┌─ Data records

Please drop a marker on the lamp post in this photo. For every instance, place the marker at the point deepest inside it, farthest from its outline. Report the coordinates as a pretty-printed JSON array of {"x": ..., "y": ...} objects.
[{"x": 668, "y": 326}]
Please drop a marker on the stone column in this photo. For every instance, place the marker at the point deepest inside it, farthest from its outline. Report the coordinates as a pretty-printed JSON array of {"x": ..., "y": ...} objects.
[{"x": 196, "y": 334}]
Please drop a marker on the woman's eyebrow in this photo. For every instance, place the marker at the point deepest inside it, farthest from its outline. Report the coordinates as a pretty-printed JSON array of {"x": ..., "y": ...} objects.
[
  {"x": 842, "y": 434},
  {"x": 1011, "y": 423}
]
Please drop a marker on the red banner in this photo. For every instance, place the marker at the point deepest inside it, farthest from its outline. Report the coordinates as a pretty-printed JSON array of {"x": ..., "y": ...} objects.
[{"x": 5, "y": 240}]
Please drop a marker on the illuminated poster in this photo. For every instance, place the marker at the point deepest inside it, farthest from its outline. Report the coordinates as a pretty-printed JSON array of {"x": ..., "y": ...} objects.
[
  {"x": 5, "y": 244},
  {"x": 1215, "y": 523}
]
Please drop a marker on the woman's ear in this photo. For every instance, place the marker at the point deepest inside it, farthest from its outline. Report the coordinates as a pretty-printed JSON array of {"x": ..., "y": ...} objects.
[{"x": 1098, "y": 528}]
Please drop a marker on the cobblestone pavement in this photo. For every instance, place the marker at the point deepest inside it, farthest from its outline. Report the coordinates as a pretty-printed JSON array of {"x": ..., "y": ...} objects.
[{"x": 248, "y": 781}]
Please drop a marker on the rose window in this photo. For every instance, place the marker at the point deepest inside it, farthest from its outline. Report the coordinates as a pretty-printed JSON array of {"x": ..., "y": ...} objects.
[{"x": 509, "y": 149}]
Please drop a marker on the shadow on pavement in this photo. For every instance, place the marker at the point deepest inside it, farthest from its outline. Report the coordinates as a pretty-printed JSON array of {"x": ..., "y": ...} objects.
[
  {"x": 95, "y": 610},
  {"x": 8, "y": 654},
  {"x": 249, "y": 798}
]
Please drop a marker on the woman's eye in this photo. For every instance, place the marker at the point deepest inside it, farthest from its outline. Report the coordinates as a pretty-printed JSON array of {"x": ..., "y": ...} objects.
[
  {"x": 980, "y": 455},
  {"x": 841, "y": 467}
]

└─
┌─ Data records

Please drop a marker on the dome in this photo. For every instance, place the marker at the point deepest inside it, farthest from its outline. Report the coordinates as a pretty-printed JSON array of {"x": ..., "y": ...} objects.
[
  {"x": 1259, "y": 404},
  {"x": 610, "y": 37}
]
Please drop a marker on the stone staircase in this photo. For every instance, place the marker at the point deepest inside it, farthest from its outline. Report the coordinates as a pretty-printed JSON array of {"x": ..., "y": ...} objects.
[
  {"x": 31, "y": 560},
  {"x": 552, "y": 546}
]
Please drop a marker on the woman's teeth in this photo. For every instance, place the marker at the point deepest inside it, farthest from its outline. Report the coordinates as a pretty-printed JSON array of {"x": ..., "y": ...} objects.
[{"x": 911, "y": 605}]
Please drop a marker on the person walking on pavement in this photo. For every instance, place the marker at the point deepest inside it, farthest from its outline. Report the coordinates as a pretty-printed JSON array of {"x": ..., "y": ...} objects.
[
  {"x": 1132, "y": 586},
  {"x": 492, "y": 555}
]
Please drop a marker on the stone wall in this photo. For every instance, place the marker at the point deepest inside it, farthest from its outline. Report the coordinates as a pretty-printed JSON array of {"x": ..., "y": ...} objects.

└─

### Work instructions
Report each line of the material above that contains the string "poster", reproducing every such line in full.

### Answer for the task
Please drop a marker on the illuminated poster in this photo. For every instance, place the marker at the point deepest inside it, farthest from its outline. Report the coordinates as a pretty-printed JSON array of {"x": ..., "y": ...} objects.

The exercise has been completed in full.